Selected passage –
++++++++
Despite her love of colour, Jazmin Theadora's world was dark.
Taunted and tortured for being 'different' she entered her teenage years friendless and frightened - a deer in the headlights on a lonely road in 1950s Sydney.
In her darkest days, Jazmin tried to end her life but ultimately her courage prevailed and she battled through the blackness to create a life full of colour, connection and deep satisfaction.
Beaten, jailed, jilted but never defeated, Jazmin, 83, wants the world to know she made it 'over the rainbow'.
The story of this trailblazing transgender tarot card reader is one of courage and tenacity and it's being told as part of the Fearless Films series documenting five seniors who are challenging conventions, smashing stereotypes and making bold contributions to society.
"I was called a poofter, I was pushed off a moving train, I was beaten by police and thrown into a men's prison," says Jazmin of her late teens and early twenties when she began to explore who she was.
"When I was 17 I was so desperate to be myself. I didn't know anything about makeup or things like that. I just bought some second-hand clothes and lived with a Queen Elizabeth scarf tied around my neck and a little lipstick.
"In those days it was illegal for men to have long hair and I was jailed for two weeks. Can you imagine it being illegal to be yourself?"
++++++++
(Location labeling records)
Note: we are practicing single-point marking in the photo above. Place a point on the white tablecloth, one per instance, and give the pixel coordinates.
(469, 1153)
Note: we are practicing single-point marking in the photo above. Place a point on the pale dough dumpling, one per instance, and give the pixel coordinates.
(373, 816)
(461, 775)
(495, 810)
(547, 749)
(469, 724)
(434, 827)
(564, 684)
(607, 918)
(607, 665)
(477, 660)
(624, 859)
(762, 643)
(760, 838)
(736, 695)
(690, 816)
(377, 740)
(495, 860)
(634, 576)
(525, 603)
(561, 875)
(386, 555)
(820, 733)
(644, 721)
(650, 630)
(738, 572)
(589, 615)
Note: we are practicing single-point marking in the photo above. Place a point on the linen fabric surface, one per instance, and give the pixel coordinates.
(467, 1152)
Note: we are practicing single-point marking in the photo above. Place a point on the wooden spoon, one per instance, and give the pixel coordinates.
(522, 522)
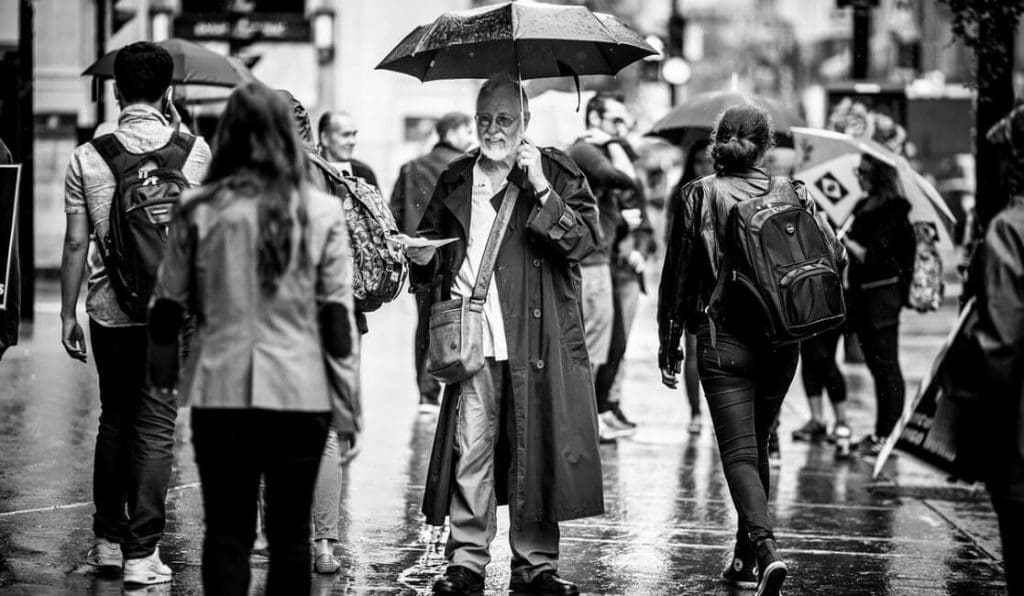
++++++++
Written tasks –
#1 From the article about Jazmin Theadora, list every mistreatment she says she suffered in her late teens and early twenties, in the words she uses.
#2 Substitute "bleakest days" for "darkest days" in the article about Jazmin Theadora, and write out the passage from "Taunted and tortured" up to and including "it 'over the rainbow'.".

Complete answers –
#1
- Called a poofter
- Pushed off a moving train
- Beaten by police
- Thrown into a men's prison

#2
Taunted and tortured for being 'different' she entered her teenage years friendless and frightened - a deer in the headlights on a lonely road in 1950s Sydney.
In her bleakest days, Jazmin tried to end her life but ultimately her courage prevailed and she battled through the blackness to create a life full of colour, connection and deep satisfaction.
Beaten, jailed, jilted but never defeated, Jazmin, 83, wants the world to know she made it 'over the rainbow'.